» **What the task requires**:
Please transcribe the listing below in full and word for word, without its pictures.

[Records from a collection]
§ §

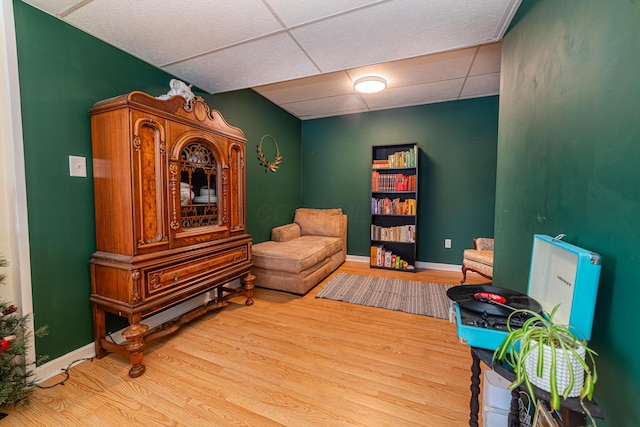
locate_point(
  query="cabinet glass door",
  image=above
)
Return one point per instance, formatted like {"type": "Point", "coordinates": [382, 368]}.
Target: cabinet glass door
{"type": "Point", "coordinates": [198, 189]}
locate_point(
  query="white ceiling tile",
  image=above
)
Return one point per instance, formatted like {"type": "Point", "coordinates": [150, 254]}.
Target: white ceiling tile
{"type": "Point", "coordinates": [303, 55]}
{"type": "Point", "coordinates": [487, 60]}
{"type": "Point", "coordinates": [344, 104]}
{"type": "Point", "coordinates": [321, 86]}
{"type": "Point", "coordinates": [423, 69]}
{"type": "Point", "coordinates": [397, 30]}
{"type": "Point", "coordinates": [264, 60]}
{"type": "Point", "coordinates": [296, 12]}
{"type": "Point", "coordinates": [413, 95]}
{"type": "Point", "coordinates": [54, 7]}
{"type": "Point", "coordinates": [486, 84]}
{"type": "Point", "coordinates": [170, 31]}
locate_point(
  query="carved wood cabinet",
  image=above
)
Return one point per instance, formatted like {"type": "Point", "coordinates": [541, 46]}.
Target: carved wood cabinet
{"type": "Point", "coordinates": [169, 183]}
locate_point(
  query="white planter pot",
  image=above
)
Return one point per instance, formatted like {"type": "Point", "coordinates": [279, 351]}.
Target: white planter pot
{"type": "Point", "coordinates": [562, 370]}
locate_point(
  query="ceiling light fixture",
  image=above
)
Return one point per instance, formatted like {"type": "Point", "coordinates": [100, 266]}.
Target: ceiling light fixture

§ §

» **Solution**:
locate_point(
  query="cabinet glass door",
  image=above
)
Return one point per instance, formatted like {"type": "Point", "coordinates": [382, 368]}.
Target: cabinet glass door
{"type": "Point", "coordinates": [198, 189]}
locate_point(
  query="white ceiling tile",
  image=above
)
Return one point per instance, formatted like {"type": "Point", "coordinates": [150, 254]}.
Target: white ceiling tile
{"type": "Point", "coordinates": [303, 55]}
{"type": "Point", "coordinates": [487, 60]}
{"type": "Point", "coordinates": [344, 104]}
{"type": "Point", "coordinates": [321, 86]}
{"type": "Point", "coordinates": [423, 69]}
{"type": "Point", "coordinates": [397, 30]}
{"type": "Point", "coordinates": [264, 60]}
{"type": "Point", "coordinates": [296, 12]}
{"type": "Point", "coordinates": [413, 95]}
{"type": "Point", "coordinates": [54, 7]}
{"type": "Point", "coordinates": [486, 84]}
{"type": "Point", "coordinates": [170, 31]}
locate_point(
  query="carved wood cabinet",
  image=above
)
Return one point per instance, formatted like {"type": "Point", "coordinates": [541, 46]}.
Target: carved wood cabinet
{"type": "Point", "coordinates": [169, 183]}
locate_point(
  query="white planter pot",
  image=above
)
Return one point per instance, formatted like {"type": "Point", "coordinates": [279, 351]}.
Target: white planter pot
{"type": "Point", "coordinates": [562, 370]}
locate_point(
  query="ceiling light fixture",
  image=above
)
Return one point per instance, formatted like {"type": "Point", "coordinates": [100, 266]}.
Target: ceiling light fixture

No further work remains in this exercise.